__SOURCE EXTRACT__

BRIEF DESCRIPTION OF THE SEVERAL VIEWS OF THE DRAWINGS

The foregoing summary, as well as the following detailed description of preferred embodiments of the invention, will be better understood when read in conjunction with the appended drawings. For the purpose of illustrating the invention, there is shown in the drawings embodiments which are presently preferred. It should be understood, however, that the invention is not limited to the precise arrangements and instrumentalities shown. In the drawings:

FIG. 1 is a top perspective view of one embodiment of the present invention showing a toy vehicle in a fully extended configuration;

FIG. 2 is a exploded assembly view of a first “chassis” portion of the toy vehicle of FIG. 1;

FIG. 3 is an exploded assembly view of a second link comprising the toy vehicle of FIG. 1;

FIG. 4 is a exploded assembly view of a first link comprising the toy vehicle of FIG. 1;

FIG. 5 is a side elevation view showing a first operating configuration of the toy vehicle of FIG. 1, with a drive wheel removed to improve clarity of the illustration;

FIG. 6 is a side elevation view showing a second operating configuration of the toy vehicle of FIG. 5;

FIG. 7 is a side elevation view showing a third operating configuration of the toy vehicle of FIG. 5;

FIG. 8 is a side elevation view showing a toy vehicle in accordance with second preferred embodiment of the present invention, showing the toy vehicle in a first operating configuration, with a drive wheel removed to improve clarity of the illustration;

FIG. 9 is a side elevation view showing a second operating configuration of the toy vehicle of FIG. 8; and

FIG. 10 is a front elevational view of a remote control transmitter adapted for use with either the first or the second embodiment of the present invention.

__GIVEN INFORMATION__
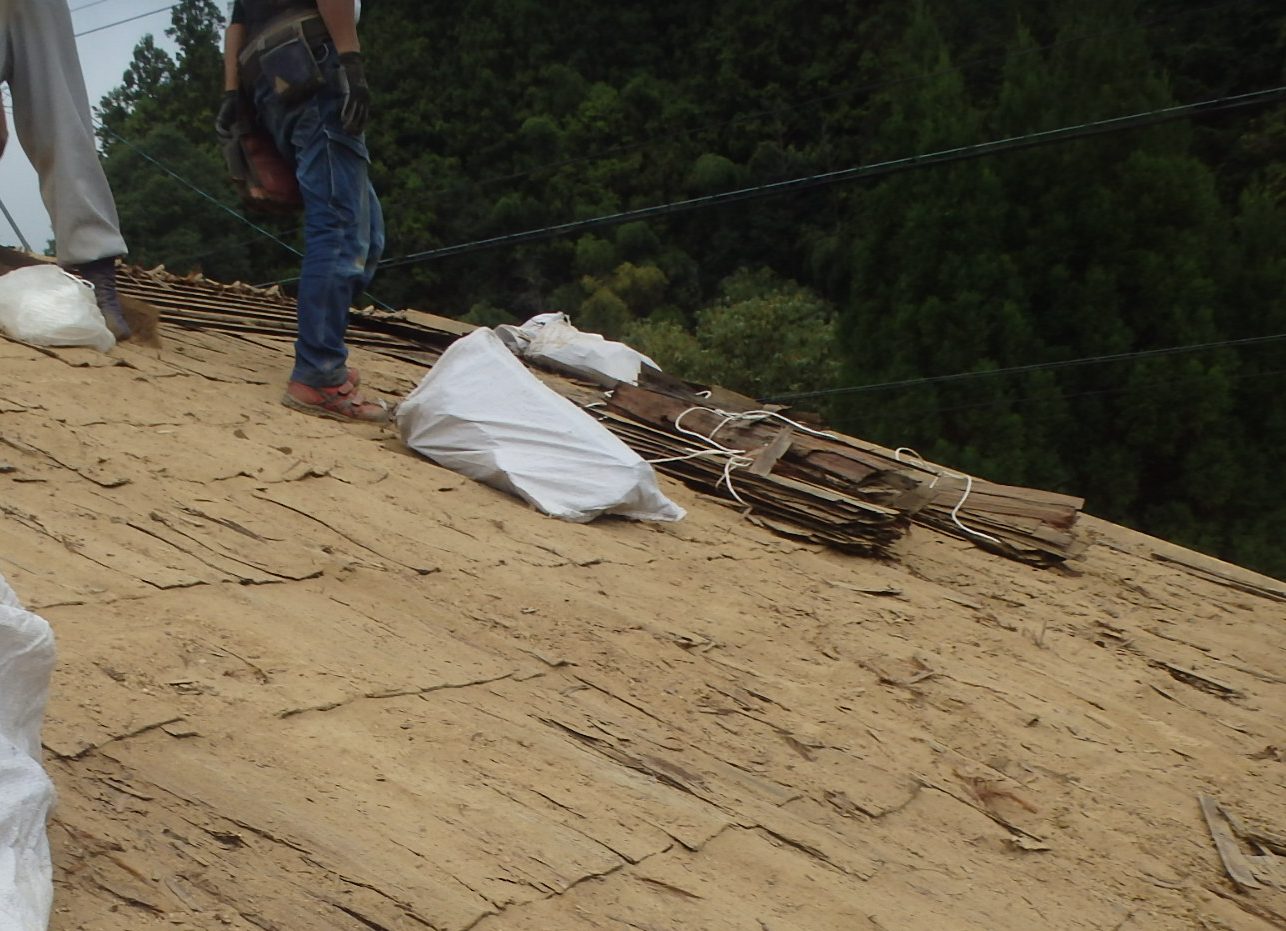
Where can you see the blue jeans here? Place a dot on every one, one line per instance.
(344, 226)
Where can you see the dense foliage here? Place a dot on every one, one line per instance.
(504, 116)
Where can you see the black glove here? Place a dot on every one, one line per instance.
(356, 94)
(229, 112)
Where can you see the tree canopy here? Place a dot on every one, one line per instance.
(495, 117)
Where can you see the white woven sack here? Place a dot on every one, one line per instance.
(479, 412)
(45, 306)
(26, 792)
(551, 338)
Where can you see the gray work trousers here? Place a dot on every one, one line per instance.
(52, 118)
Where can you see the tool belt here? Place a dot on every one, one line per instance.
(284, 50)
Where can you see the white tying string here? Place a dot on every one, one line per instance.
(733, 458)
(969, 488)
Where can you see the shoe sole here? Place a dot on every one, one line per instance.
(316, 410)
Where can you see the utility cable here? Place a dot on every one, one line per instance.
(192, 187)
(221, 206)
(859, 172)
(796, 106)
(1032, 367)
(121, 22)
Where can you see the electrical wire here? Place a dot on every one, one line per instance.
(859, 172)
(121, 22)
(1032, 367)
(799, 106)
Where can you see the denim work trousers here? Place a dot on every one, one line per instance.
(344, 226)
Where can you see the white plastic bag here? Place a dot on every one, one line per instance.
(481, 413)
(45, 306)
(549, 338)
(26, 792)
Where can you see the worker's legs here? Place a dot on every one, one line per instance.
(52, 120)
(342, 223)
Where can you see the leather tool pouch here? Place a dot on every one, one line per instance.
(291, 68)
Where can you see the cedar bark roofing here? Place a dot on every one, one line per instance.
(835, 490)
(310, 680)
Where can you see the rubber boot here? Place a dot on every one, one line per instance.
(102, 274)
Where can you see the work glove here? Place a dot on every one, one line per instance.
(229, 112)
(355, 93)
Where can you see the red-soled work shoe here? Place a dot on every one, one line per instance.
(341, 403)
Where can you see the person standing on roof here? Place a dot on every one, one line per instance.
(298, 63)
(50, 113)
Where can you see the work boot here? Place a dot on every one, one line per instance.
(102, 274)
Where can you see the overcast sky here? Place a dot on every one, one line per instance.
(104, 57)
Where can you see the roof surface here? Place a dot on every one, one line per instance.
(311, 680)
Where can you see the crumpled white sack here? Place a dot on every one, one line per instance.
(479, 412)
(45, 306)
(552, 340)
(26, 792)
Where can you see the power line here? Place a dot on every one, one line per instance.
(1030, 367)
(859, 172)
(1092, 392)
(219, 203)
(796, 106)
(127, 19)
(192, 187)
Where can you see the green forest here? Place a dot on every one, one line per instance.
(1101, 314)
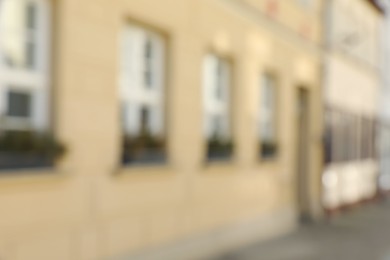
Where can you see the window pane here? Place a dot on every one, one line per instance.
(19, 104)
(267, 107)
(31, 16)
(148, 52)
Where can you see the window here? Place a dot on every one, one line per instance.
(216, 103)
(19, 104)
(142, 93)
(305, 3)
(268, 117)
(25, 139)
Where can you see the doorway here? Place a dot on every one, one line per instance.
(303, 154)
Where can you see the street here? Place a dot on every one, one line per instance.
(360, 234)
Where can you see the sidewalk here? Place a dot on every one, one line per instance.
(362, 234)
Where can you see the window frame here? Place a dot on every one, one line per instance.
(218, 148)
(273, 145)
(129, 133)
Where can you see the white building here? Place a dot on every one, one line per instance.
(352, 84)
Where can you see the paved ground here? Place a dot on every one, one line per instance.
(362, 234)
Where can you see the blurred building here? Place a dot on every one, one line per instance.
(185, 126)
(384, 131)
(352, 87)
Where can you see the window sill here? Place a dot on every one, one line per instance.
(31, 176)
(219, 167)
(143, 170)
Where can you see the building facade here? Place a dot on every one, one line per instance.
(184, 126)
(352, 86)
(384, 146)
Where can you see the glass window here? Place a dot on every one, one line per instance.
(216, 105)
(268, 116)
(19, 104)
(142, 93)
(25, 138)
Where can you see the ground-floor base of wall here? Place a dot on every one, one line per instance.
(224, 239)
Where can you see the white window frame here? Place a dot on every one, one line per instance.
(216, 97)
(268, 109)
(134, 90)
(21, 78)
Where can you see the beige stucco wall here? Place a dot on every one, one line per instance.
(89, 207)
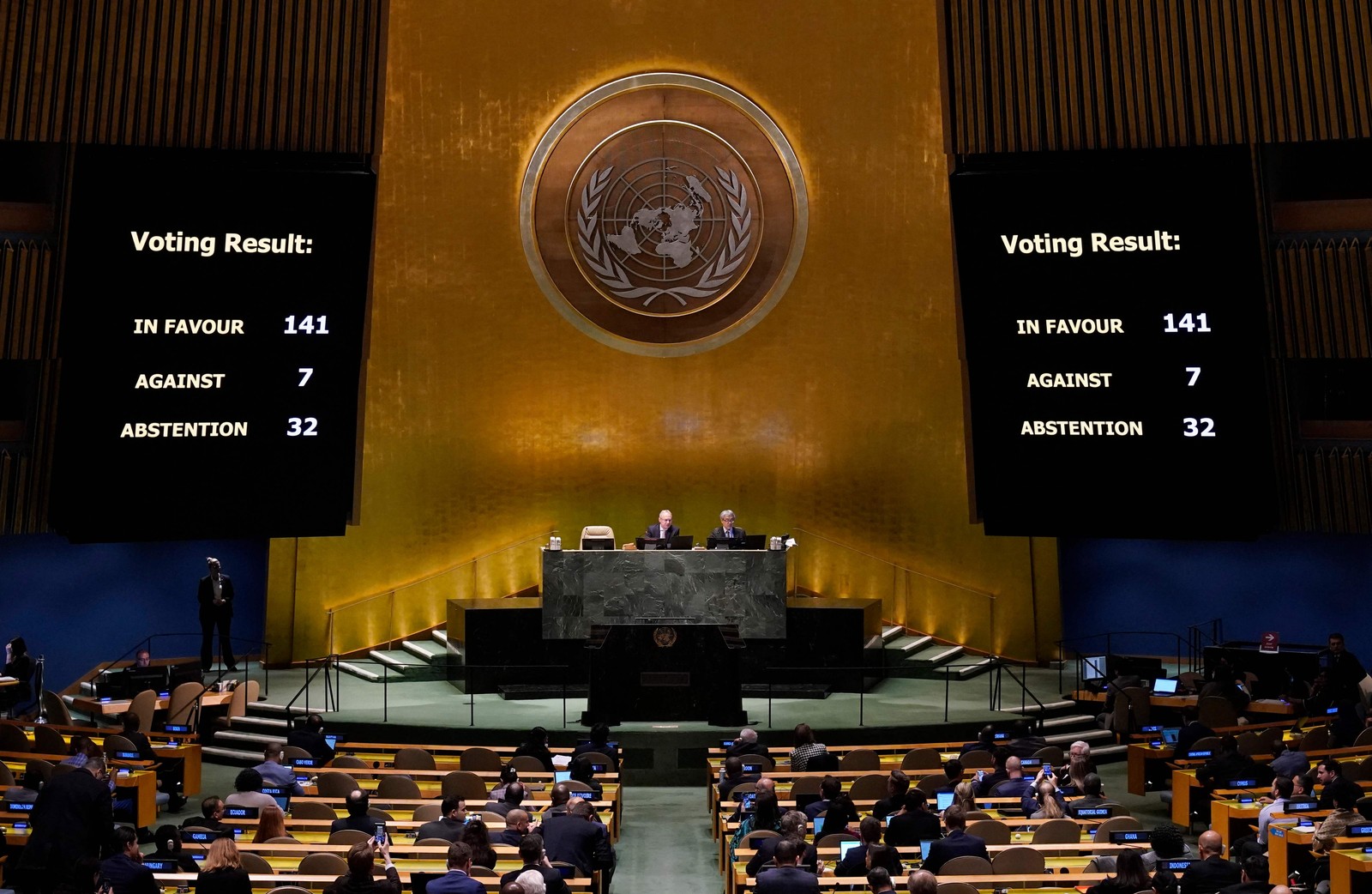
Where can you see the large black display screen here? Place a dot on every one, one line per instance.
(213, 319)
(1113, 315)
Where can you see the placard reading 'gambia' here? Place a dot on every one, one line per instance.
(1113, 309)
(212, 343)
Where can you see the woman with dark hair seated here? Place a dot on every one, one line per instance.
(837, 818)
(537, 747)
(168, 838)
(600, 742)
(585, 772)
(361, 859)
(477, 837)
(1129, 876)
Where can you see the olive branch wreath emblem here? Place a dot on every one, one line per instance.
(612, 275)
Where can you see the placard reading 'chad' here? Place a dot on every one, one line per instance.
(1113, 311)
(212, 342)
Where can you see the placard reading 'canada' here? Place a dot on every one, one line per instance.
(212, 343)
(1113, 309)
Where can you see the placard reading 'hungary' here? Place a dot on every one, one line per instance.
(1113, 311)
(212, 342)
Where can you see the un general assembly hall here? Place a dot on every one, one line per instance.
(439, 441)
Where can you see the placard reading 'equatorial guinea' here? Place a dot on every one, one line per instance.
(1113, 311)
(214, 309)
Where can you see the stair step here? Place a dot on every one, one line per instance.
(1068, 720)
(1047, 706)
(1084, 735)
(937, 654)
(268, 722)
(240, 736)
(966, 670)
(395, 660)
(361, 669)
(235, 756)
(910, 644)
(280, 709)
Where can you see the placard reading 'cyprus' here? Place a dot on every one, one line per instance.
(1113, 311)
(212, 343)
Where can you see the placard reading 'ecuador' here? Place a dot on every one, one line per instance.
(1113, 311)
(212, 343)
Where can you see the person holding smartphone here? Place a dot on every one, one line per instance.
(361, 859)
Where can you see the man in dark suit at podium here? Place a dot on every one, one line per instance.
(216, 601)
(665, 529)
(727, 530)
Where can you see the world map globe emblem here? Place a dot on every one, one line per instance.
(663, 213)
(665, 233)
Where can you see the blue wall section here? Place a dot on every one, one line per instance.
(84, 605)
(1303, 587)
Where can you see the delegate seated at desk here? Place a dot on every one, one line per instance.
(665, 529)
(727, 530)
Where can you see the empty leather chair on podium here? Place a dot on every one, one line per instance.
(597, 532)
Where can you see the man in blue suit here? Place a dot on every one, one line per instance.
(958, 842)
(665, 529)
(457, 880)
(788, 878)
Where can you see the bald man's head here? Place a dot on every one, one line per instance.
(923, 882)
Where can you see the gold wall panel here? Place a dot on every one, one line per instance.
(489, 416)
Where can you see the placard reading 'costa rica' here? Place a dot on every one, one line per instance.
(212, 343)
(1113, 312)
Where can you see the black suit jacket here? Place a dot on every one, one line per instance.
(206, 598)
(128, 876)
(552, 878)
(907, 830)
(73, 818)
(766, 852)
(957, 845)
(857, 862)
(1209, 875)
(576, 841)
(788, 880)
(312, 742)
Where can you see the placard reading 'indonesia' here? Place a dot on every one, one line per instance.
(1113, 309)
(212, 343)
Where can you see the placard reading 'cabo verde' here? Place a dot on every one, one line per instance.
(212, 343)
(1111, 312)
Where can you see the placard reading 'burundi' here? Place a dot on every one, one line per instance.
(212, 343)
(1113, 312)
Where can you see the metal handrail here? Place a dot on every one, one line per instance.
(329, 690)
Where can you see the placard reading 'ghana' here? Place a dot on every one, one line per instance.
(212, 343)
(1113, 312)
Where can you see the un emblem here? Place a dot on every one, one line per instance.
(665, 214)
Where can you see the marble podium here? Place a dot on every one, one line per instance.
(744, 588)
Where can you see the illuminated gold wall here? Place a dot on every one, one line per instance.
(490, 418)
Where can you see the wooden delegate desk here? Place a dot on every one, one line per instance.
(264, 883)
(99, 708)
(1255, 706)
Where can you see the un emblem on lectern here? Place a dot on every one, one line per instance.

__QUESTIONS__
**a)** Translate this sentence from the drawing descriptions into Spanish: "It should be understood, however, that the invention is not limited to the precise arrangements and instrumentalities shown."
**b)** In the drawing descriptions, substitute "model car" for each occurrence of "toy vehicle" in the part that opens with the words containing "FIG. 6 is a" and closes with "the present invention.", and give that part again.

__PER-TASK ANSWERS__
**a)** Sin embargo, debe entenderse que la invención no se limita a las disposiciones e instrumentos precisos que se muestran.

**b)**
FIG. 6 is a side elevation view showing a second operating configuration of the model car of FIG. 5;

FIG. 7 is a side elevation view showing a third operating configuration of the model car of FIG. 5;

FIG. 8 is a side elevation view showing a model car in accordance with second preferred embodiment of the present invention, showing the model car in a first operating configuration, with a drive wheel removed to improve clarity of the illustration;

FIG. 9 is a side elevation view showing a second operating configuration of the model car of FIG. 8; and

FIG. 10 is a front elevational view of a remote control transmitter adapted for use with either the first or the second embodiment of the present invention.